## Given text
┄┄┄┄┄┄

Toshihide Wakamatsu (若松俊秀, born December 6, 1965) is a Japanese actor born in Miyakonojo, Miyazaki, Japan.

Profile 
 He originally came to Tokyo to be a painter, but soon became interested acting in movies and plays.
 After graduating from Tokai University in 1988, he started acting.
 His acting debut was in May 1990, in the play "Champion", at the Aoyama Round Theater.
 His television debut was in "Vision of Family"(Mainichi Broadcast) as Tetsuo Kuramoto.
 Best known for his role as Gai Yūki/Black Condor in Choujin Sentai Jetman (February 1991-February 1992). He also performed the Jetman song "Condor of Flame" (炎のコンドル), His Character of Gai's image song. In addition to being a singer, he is also a composer. He reprised his role (albeit only as a ghost, as his character was confirmed to be dead) in episode 28 of the 35th Super Sentai series Kaizoku Sentai Gokaiger.

┄┄┄┄┄┄

## Given information
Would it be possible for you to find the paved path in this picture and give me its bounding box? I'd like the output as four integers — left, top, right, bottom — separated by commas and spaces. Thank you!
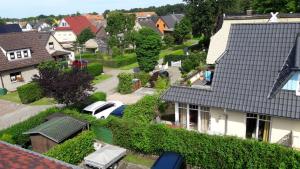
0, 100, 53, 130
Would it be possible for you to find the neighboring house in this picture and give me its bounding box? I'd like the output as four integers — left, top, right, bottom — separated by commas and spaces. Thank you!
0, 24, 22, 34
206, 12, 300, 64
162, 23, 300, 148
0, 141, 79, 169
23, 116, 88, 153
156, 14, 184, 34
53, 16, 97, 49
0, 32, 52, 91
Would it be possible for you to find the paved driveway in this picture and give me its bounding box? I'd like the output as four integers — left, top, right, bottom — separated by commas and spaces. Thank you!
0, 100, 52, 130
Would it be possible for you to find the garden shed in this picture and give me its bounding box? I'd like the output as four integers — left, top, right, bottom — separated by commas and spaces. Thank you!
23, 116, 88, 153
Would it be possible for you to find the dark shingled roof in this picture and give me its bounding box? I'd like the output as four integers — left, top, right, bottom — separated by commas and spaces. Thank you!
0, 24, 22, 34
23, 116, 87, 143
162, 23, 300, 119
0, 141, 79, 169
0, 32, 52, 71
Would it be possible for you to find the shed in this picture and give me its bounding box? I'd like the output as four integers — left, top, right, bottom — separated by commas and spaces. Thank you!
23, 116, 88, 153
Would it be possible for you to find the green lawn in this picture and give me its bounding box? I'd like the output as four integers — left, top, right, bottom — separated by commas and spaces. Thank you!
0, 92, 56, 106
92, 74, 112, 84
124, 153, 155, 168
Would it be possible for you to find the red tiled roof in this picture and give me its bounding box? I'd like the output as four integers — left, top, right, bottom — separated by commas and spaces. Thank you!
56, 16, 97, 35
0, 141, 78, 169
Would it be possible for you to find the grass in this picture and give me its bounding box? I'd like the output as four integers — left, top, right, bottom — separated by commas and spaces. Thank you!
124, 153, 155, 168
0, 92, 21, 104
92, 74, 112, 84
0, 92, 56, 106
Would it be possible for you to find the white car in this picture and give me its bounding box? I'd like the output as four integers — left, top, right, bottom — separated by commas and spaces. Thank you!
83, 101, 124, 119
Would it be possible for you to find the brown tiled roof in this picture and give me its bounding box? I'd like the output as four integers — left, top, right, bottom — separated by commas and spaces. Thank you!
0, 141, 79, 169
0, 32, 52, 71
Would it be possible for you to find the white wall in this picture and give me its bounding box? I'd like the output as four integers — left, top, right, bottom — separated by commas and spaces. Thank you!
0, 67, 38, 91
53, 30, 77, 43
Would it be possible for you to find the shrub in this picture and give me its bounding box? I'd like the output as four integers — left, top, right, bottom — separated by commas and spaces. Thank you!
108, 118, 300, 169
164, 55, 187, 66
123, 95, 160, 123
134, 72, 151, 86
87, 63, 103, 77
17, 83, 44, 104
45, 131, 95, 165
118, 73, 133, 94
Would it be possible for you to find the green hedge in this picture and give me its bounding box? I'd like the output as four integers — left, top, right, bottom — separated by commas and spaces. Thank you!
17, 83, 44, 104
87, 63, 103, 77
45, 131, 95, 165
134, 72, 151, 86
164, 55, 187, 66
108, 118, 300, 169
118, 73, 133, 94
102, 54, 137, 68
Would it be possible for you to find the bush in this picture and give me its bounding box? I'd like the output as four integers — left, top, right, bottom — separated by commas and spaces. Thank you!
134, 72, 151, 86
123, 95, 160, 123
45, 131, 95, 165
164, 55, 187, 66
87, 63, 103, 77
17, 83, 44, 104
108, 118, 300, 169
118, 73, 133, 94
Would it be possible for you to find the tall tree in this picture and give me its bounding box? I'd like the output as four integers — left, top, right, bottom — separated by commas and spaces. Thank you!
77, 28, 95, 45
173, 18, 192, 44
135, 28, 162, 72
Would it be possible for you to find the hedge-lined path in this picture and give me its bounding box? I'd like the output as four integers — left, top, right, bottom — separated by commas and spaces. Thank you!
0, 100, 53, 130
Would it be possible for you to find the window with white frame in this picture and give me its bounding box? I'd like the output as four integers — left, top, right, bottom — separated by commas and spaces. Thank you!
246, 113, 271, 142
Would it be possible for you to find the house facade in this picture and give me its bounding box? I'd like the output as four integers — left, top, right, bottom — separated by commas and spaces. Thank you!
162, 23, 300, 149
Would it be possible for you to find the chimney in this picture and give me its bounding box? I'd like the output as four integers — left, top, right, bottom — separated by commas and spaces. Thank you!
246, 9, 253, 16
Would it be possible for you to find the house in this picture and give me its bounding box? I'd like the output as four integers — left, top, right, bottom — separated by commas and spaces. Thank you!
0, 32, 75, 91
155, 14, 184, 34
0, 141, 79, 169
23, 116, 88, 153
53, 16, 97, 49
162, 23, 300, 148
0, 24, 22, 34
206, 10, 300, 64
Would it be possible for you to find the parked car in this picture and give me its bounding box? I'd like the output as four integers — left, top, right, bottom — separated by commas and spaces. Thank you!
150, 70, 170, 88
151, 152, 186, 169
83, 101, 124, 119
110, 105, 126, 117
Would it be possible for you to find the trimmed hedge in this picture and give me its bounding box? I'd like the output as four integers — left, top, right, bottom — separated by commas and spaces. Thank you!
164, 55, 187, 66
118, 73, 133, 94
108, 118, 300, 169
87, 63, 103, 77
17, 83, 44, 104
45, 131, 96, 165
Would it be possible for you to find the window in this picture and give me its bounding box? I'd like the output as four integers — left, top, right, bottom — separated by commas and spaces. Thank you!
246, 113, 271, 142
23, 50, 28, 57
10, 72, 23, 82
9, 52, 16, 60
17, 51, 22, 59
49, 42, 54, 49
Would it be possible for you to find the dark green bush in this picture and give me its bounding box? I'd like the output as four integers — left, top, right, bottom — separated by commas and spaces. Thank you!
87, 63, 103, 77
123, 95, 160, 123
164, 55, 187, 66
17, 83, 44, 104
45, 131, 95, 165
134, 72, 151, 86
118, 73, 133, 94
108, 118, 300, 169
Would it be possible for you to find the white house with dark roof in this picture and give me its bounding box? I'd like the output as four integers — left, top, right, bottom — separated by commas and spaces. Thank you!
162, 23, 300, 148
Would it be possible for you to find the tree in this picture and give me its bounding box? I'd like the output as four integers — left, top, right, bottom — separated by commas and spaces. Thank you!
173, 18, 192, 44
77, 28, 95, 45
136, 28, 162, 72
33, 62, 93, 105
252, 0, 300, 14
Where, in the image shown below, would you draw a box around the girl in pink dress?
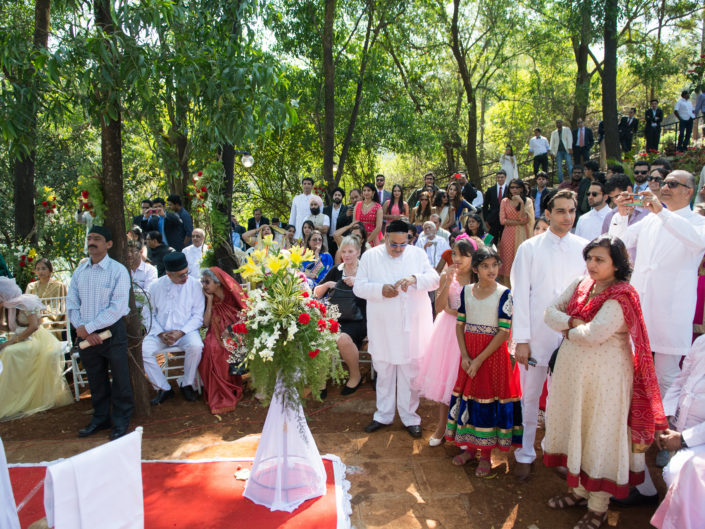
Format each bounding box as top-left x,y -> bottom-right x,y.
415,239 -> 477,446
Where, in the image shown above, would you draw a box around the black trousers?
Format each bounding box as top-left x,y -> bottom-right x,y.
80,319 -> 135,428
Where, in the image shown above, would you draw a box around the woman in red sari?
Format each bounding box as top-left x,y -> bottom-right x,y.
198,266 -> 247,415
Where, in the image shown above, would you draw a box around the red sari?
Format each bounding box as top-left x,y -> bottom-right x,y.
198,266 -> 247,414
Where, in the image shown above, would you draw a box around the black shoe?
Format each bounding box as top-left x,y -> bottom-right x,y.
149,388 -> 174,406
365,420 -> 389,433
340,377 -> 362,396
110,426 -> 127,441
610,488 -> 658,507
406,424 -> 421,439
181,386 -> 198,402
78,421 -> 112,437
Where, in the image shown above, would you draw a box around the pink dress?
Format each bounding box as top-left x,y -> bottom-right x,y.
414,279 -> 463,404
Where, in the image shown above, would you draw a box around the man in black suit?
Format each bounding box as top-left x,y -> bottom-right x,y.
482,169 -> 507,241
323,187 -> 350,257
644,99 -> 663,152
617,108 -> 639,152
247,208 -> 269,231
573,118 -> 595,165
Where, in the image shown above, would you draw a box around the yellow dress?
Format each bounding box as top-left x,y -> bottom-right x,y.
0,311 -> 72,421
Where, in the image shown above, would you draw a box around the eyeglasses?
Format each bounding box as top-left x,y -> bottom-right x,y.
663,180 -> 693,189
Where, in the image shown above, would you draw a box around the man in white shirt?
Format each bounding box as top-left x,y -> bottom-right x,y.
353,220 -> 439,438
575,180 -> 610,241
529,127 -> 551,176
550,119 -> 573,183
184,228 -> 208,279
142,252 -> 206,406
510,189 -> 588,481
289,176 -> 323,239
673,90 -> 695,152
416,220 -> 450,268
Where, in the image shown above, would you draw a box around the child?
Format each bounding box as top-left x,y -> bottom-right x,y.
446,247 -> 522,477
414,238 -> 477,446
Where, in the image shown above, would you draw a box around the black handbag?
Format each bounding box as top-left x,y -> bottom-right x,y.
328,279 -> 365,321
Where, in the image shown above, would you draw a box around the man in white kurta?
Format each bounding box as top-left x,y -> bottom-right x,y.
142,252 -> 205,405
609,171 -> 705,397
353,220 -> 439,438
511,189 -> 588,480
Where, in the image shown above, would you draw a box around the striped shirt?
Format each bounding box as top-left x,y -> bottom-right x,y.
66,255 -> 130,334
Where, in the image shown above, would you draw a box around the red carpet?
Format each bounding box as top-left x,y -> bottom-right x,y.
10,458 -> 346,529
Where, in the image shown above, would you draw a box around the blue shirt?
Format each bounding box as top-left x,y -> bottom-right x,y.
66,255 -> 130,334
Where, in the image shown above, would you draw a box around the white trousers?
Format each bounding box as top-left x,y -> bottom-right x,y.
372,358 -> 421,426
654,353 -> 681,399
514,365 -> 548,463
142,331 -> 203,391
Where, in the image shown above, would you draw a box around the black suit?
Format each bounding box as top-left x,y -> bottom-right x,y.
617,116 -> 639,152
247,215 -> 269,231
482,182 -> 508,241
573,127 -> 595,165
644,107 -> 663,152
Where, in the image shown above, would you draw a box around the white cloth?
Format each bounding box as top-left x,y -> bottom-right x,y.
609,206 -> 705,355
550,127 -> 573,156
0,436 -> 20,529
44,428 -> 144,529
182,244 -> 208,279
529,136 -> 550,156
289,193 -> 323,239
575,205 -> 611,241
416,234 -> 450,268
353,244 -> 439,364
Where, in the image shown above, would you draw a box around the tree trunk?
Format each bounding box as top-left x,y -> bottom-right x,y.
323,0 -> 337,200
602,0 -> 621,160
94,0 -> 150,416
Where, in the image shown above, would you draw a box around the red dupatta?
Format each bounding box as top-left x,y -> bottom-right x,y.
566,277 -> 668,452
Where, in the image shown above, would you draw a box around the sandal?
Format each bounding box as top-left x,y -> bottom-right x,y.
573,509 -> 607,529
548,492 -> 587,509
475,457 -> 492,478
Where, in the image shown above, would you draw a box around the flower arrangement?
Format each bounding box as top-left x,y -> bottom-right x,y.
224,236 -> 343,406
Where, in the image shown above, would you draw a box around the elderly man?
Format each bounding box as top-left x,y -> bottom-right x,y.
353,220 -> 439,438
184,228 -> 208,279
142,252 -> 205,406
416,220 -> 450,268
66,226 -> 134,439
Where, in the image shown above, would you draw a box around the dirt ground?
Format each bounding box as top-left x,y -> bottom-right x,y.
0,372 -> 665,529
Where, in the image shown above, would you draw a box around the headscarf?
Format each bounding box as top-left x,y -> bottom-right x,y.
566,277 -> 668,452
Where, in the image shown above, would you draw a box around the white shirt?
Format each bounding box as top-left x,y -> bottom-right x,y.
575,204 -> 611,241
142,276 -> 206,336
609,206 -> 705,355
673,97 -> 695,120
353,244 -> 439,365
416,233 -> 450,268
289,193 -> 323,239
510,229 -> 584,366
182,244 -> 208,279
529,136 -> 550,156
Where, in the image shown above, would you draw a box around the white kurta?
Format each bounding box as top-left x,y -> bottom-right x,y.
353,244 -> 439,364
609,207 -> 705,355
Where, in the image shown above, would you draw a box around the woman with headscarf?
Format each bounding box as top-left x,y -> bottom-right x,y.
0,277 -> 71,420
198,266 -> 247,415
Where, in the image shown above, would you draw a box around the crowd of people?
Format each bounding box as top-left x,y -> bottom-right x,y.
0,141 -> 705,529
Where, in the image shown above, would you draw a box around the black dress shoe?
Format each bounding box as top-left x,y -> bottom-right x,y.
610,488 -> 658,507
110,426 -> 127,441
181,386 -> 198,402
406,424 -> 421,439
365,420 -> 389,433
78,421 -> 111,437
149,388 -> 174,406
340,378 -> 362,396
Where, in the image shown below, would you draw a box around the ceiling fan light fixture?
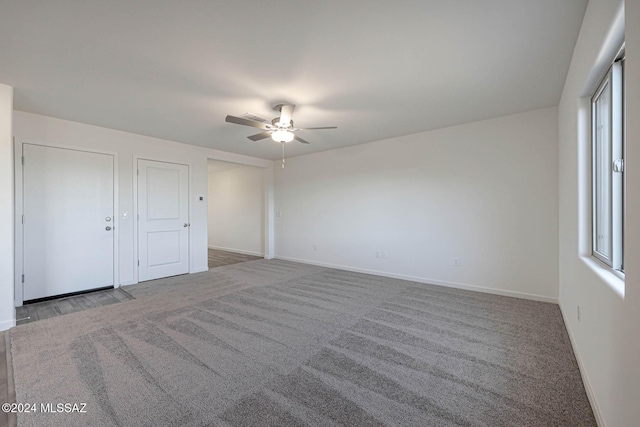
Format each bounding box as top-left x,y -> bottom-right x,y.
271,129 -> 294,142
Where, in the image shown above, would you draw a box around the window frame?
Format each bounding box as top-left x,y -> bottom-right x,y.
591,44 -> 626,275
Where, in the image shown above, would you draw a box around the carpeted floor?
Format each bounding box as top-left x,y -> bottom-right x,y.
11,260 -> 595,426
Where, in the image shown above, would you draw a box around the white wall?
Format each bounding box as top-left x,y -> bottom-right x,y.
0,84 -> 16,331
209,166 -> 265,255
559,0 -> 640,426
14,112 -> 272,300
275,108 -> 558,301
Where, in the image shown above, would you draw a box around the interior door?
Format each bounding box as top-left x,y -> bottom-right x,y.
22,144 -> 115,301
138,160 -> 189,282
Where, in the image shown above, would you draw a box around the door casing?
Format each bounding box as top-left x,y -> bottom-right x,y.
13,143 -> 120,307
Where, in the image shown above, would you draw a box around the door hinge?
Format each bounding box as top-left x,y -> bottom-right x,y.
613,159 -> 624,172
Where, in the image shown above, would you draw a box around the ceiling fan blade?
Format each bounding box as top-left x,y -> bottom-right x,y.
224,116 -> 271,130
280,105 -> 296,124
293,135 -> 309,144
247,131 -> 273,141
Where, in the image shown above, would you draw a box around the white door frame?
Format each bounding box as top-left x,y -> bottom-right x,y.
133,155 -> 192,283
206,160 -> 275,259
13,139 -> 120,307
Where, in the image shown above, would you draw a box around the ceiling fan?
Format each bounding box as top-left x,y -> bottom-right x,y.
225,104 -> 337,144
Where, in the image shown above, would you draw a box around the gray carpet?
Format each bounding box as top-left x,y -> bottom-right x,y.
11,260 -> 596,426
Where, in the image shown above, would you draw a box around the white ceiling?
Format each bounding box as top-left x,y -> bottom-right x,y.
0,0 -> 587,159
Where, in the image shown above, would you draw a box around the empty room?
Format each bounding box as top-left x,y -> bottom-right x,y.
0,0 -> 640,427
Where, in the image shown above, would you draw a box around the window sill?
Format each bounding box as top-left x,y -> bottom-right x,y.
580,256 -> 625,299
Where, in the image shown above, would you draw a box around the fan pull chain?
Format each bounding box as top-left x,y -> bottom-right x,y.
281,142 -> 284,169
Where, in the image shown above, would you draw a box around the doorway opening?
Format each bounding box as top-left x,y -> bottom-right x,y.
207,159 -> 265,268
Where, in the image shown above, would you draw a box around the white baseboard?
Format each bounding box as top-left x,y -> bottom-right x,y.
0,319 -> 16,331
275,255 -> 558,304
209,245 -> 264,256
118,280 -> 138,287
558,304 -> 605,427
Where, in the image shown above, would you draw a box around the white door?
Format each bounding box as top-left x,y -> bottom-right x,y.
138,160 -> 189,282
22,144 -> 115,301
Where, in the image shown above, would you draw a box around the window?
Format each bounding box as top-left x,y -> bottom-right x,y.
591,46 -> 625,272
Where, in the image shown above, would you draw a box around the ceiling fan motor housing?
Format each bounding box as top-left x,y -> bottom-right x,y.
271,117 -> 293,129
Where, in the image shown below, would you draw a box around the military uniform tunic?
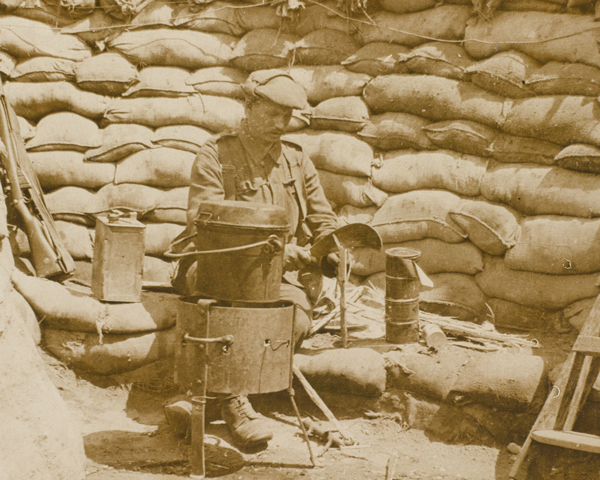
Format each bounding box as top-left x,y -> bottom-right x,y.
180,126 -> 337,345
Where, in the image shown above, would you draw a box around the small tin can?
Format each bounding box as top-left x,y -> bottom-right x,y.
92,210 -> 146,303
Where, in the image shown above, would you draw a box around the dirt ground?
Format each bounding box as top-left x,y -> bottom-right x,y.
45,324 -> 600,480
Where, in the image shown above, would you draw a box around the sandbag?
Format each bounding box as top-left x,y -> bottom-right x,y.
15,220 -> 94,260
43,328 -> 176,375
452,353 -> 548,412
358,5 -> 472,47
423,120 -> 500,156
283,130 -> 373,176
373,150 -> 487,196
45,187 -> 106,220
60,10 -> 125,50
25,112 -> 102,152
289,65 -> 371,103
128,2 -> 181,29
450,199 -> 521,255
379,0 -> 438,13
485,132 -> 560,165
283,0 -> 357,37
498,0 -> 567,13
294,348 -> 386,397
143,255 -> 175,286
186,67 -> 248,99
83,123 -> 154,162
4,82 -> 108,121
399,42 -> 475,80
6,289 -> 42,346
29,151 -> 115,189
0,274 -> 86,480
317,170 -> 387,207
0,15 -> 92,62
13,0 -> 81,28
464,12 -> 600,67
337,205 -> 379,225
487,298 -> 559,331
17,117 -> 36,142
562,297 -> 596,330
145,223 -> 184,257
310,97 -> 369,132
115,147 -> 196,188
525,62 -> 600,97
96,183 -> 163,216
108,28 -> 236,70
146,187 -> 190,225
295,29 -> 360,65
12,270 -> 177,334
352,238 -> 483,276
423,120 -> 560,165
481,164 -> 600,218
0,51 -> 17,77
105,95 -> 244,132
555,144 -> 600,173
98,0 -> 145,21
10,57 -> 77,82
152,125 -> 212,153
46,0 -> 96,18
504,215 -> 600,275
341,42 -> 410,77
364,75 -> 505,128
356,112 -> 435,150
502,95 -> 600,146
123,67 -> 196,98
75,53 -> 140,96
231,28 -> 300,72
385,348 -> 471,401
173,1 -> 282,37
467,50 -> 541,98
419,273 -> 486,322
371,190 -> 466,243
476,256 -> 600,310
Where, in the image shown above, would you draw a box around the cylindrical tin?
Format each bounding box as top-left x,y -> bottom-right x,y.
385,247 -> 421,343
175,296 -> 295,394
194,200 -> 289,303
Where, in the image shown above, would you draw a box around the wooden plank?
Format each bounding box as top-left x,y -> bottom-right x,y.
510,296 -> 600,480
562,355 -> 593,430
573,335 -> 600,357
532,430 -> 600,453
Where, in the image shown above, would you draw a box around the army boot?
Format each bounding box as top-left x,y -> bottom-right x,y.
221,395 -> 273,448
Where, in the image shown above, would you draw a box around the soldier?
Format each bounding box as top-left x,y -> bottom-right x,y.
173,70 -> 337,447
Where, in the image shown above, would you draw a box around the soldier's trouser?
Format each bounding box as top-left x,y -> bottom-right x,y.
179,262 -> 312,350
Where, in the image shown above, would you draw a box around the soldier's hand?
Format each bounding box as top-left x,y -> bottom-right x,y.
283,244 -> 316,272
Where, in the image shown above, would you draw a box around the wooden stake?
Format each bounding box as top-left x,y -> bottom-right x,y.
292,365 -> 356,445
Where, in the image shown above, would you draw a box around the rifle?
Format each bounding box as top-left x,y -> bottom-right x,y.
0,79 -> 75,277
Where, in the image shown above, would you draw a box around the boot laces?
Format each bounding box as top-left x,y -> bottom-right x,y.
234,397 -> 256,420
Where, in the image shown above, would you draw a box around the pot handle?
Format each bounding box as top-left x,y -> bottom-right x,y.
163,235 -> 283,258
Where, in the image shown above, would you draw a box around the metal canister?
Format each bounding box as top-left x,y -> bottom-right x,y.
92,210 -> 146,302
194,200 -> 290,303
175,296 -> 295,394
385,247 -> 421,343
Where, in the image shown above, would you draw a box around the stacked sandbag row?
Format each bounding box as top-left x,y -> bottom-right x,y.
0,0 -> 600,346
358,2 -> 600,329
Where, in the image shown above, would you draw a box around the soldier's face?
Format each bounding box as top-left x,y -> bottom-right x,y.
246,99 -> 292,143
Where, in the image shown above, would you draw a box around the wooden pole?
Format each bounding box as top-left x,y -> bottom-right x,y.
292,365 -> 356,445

┄┄┄┄┄┄

## Directions
Please repeat, word for word, the stretch of the Toshihide Wakamatsu profile above that opens with the words "His television debut" and closes with "Kaizoku Sentai Gokaiger.".

## Exercise result
His television debut was in "Vision of Family"(Mainichi Broadcast) as Tetsuo Kuramoto.
 Best known for his role as Gai Yūki/Black Condor in Choujin Sentai Jetman (February 1991-February 1992). He also performed the Jetman song "Condor of Flame" (炎のコンドル), His Character of Gai's image song. In addition to being a singer, he is also a composer. He reprised his role (albeit only as a ghost, as his character was confirmed to be dead) in episode 28 of the 35th Super Sentai series Kaizoku Sentai Gokaiger.